Task to carry out »
Produce an exact copy of the lines from the line that contains "Would you please tag the window" to the end of the listing below.

(Location identification items)

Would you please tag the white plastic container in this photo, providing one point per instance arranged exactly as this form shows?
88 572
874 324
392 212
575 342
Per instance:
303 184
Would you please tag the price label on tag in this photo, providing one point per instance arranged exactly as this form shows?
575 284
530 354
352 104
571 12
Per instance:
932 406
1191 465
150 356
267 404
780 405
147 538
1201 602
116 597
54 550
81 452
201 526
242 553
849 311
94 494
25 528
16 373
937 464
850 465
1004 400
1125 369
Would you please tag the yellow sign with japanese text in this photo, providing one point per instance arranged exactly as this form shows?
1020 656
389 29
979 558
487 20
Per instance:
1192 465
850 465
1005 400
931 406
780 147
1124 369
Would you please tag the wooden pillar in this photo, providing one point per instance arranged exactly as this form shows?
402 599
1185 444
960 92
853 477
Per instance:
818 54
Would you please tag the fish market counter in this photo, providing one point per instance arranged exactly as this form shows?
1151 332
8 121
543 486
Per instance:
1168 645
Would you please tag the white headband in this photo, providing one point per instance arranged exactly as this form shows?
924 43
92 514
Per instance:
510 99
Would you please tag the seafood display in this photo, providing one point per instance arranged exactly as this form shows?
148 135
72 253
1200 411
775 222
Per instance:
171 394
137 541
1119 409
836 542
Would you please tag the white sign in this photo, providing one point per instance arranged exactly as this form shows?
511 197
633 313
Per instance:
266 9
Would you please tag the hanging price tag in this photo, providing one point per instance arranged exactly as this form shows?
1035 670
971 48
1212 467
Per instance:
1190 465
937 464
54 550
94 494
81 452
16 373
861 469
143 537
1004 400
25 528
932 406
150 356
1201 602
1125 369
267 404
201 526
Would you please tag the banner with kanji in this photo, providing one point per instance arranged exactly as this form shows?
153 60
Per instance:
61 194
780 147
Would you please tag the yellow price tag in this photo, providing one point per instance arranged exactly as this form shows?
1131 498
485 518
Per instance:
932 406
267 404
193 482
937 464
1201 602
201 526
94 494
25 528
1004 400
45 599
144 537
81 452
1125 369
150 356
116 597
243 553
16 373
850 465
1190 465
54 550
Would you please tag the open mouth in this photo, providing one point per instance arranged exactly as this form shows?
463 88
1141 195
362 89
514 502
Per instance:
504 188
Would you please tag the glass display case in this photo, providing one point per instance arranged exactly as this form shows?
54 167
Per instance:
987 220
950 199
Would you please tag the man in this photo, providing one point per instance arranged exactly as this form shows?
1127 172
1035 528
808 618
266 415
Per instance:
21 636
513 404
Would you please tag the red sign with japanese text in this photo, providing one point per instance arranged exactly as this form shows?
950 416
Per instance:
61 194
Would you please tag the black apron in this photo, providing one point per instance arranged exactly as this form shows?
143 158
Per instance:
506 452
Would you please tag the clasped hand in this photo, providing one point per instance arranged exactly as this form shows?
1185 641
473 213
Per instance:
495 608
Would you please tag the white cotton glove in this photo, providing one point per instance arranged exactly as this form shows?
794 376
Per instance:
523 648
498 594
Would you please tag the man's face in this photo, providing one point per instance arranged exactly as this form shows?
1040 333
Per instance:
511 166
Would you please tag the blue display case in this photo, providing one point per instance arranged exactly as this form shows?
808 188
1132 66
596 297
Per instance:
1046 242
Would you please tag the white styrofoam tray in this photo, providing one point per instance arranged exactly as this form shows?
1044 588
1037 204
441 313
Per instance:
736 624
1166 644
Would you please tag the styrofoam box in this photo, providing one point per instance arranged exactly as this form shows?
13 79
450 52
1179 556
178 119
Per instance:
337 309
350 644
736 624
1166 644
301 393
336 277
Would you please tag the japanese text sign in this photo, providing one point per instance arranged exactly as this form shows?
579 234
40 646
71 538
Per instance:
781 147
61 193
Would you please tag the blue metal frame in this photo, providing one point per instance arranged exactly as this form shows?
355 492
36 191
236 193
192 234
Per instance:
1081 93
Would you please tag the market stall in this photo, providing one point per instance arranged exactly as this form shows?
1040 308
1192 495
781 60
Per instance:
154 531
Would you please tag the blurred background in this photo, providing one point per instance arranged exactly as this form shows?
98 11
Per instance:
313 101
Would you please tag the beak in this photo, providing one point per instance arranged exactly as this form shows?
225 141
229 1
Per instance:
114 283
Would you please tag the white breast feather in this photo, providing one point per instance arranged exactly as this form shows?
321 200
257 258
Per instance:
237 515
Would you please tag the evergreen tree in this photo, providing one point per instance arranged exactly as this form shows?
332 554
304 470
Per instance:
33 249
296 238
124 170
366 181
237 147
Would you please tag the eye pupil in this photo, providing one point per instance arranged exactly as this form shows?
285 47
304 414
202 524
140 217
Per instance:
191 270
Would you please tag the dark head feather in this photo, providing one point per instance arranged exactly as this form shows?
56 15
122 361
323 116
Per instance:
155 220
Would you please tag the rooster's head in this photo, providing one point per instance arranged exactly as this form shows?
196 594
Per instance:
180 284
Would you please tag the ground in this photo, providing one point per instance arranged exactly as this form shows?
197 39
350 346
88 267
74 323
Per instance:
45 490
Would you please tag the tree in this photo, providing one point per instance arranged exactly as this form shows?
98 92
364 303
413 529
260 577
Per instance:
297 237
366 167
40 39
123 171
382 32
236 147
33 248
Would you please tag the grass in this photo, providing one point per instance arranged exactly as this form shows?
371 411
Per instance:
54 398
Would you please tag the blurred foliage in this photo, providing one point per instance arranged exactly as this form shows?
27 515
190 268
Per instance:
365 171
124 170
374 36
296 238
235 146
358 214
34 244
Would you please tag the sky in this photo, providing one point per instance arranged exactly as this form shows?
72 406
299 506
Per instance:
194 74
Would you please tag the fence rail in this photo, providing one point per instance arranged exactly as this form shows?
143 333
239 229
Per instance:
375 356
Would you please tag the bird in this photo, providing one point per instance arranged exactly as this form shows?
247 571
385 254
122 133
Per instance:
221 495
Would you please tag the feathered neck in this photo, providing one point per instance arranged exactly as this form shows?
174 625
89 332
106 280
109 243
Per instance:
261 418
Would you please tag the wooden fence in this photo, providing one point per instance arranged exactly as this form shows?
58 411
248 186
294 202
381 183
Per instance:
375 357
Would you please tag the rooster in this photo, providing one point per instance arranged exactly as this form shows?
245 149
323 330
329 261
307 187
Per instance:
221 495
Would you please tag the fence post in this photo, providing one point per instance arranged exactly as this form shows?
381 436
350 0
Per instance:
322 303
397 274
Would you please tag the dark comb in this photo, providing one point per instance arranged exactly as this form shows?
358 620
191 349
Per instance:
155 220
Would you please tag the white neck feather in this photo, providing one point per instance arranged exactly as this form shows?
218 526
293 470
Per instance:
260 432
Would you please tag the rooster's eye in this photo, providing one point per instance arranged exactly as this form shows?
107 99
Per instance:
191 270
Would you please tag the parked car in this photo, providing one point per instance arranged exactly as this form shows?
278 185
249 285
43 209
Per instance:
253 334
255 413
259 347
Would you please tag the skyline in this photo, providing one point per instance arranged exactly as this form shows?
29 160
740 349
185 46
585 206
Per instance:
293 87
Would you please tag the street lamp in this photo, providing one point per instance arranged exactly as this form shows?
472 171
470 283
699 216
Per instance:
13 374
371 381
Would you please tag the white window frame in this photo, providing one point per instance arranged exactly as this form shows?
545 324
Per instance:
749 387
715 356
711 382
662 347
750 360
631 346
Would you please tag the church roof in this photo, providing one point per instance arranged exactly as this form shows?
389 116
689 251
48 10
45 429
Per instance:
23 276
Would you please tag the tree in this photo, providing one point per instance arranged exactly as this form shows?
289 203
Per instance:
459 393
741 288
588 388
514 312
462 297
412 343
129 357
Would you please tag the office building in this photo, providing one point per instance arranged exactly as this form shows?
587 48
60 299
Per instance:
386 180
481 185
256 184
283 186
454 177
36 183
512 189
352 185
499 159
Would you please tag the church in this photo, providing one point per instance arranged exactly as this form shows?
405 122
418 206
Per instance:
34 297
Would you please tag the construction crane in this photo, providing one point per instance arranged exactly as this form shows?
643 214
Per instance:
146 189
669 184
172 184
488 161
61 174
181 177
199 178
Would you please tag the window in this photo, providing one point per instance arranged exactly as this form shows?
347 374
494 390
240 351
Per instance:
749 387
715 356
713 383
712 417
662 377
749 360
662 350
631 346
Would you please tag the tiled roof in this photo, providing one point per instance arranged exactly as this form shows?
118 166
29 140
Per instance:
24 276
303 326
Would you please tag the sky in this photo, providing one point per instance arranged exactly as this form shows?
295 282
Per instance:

Full solution »
Would you please tag the window in this photo, providing one point per instance arranged exactly as this form shows?
347 374
494 390
240 351
Per instance:
749 387
715 356
713 383
712 417
662 377
749 360
662 350
631 346
Would you please tag the tiled roof in this photo, providing one point per instance arranged exactly as this form shows?
118 166
29 140
Per instance:
24 276
303 326
Would you please tag the sky in this photo, providing one point per instance arranged exactly as this form shows?
295 282
Per instance:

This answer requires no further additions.